### GIVEN INSTRUCTION
Please find every line in the material below that contains the word "black" and copy each one. Case counts.
┄┄┄┄┄┄┄┄┄┄┄┄┄┄┄┄┄┄┄┄
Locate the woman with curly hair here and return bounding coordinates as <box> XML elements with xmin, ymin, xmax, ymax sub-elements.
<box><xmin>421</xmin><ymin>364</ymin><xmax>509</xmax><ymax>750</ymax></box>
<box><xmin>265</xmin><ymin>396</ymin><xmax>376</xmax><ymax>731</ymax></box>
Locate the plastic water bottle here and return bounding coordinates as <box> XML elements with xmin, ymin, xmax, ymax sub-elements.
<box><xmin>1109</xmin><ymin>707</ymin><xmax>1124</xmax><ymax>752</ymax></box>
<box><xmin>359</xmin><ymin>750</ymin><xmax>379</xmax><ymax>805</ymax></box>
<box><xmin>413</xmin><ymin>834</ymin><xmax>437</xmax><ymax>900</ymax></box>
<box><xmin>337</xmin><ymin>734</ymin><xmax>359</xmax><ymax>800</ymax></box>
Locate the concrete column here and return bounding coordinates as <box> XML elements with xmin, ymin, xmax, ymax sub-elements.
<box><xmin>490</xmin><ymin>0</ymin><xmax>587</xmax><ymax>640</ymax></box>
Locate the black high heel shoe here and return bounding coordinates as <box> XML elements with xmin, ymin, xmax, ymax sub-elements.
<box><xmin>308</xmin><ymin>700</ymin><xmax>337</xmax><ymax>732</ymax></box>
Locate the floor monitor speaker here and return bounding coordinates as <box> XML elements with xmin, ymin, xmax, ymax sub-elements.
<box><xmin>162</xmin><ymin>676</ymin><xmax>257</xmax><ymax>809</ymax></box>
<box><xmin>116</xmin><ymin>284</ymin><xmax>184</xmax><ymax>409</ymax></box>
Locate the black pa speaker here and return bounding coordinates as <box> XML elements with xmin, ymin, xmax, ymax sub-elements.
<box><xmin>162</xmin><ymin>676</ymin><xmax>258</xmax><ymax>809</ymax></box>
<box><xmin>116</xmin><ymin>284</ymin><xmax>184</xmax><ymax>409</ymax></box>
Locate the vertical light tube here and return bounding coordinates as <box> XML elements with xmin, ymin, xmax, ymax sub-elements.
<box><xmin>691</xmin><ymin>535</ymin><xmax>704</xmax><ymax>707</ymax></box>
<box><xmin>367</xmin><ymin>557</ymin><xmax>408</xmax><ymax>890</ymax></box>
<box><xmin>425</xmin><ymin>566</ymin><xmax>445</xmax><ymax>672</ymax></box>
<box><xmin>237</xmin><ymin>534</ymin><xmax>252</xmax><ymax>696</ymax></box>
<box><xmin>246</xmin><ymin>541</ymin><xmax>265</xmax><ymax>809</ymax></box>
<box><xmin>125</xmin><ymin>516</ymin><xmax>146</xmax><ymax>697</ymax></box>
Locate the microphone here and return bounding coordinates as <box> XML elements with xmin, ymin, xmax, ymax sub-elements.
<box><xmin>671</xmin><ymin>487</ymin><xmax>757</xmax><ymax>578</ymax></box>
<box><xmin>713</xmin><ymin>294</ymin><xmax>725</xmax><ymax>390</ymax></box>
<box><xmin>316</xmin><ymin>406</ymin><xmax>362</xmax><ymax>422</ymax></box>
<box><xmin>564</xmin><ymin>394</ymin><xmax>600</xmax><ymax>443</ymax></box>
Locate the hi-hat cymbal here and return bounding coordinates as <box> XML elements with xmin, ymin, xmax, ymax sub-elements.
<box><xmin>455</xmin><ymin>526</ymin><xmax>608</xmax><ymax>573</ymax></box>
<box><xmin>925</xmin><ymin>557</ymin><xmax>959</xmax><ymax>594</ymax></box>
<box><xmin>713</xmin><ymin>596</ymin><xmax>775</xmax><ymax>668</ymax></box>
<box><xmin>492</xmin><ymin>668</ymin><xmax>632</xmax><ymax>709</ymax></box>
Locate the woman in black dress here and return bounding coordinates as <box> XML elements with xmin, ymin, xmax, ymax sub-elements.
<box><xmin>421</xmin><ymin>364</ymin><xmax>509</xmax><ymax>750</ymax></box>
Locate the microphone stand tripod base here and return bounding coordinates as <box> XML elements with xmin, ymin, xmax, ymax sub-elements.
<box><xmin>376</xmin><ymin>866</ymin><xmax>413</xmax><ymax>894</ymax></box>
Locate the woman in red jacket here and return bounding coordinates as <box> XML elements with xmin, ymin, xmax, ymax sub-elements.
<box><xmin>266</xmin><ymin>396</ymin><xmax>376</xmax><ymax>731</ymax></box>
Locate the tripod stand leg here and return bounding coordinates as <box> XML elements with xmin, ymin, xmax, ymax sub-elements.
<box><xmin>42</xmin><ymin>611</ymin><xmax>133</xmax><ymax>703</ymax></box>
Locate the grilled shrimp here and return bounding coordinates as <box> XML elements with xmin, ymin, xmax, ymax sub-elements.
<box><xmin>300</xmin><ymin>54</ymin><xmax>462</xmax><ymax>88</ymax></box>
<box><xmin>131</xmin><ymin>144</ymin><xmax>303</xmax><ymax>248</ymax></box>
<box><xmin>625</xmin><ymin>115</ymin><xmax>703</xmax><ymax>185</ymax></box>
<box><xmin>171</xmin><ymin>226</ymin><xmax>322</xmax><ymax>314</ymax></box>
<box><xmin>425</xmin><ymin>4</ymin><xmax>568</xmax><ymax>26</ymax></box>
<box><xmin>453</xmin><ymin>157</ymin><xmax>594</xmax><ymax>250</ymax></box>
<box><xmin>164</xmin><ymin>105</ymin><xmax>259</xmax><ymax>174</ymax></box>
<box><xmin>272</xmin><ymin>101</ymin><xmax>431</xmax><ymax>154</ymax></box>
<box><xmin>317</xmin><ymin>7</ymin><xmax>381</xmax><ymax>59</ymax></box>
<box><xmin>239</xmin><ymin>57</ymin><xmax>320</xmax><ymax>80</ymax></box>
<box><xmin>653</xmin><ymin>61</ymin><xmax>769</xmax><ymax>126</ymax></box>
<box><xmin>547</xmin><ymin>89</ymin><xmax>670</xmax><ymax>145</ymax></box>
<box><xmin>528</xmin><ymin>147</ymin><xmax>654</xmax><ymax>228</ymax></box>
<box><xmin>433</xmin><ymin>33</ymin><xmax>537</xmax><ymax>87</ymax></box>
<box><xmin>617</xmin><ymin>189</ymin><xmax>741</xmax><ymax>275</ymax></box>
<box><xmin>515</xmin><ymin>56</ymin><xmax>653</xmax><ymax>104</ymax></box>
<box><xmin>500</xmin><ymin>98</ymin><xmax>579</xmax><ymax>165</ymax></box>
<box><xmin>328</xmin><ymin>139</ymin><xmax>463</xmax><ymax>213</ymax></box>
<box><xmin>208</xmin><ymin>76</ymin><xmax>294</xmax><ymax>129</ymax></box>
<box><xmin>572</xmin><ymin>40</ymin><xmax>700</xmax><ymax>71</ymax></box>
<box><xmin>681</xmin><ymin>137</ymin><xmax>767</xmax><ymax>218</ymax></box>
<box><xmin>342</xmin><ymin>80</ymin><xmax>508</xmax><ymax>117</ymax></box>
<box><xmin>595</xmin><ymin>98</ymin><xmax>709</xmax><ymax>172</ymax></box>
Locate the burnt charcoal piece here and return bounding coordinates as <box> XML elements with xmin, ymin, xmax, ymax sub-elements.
┄┄┄┄┄┄┄┄┄┄┄┄┄┄┄┄┄┄┄┄
### RESULT OF THE TASK
Locate the black high heel shoe here and return bounding coordinates as <box> XML elements with xmin, ymin, xmax, ymax sub-elements.
Locate the black pa speaker here and return bounding coordinates as <box> XML elements with xmin, ymin, xmax, ymax sub-elements.
Locate the woman in black dress here and return bounding coordinates as <box> XML elements with xmin, ymin, xmax, ymax sub-elements.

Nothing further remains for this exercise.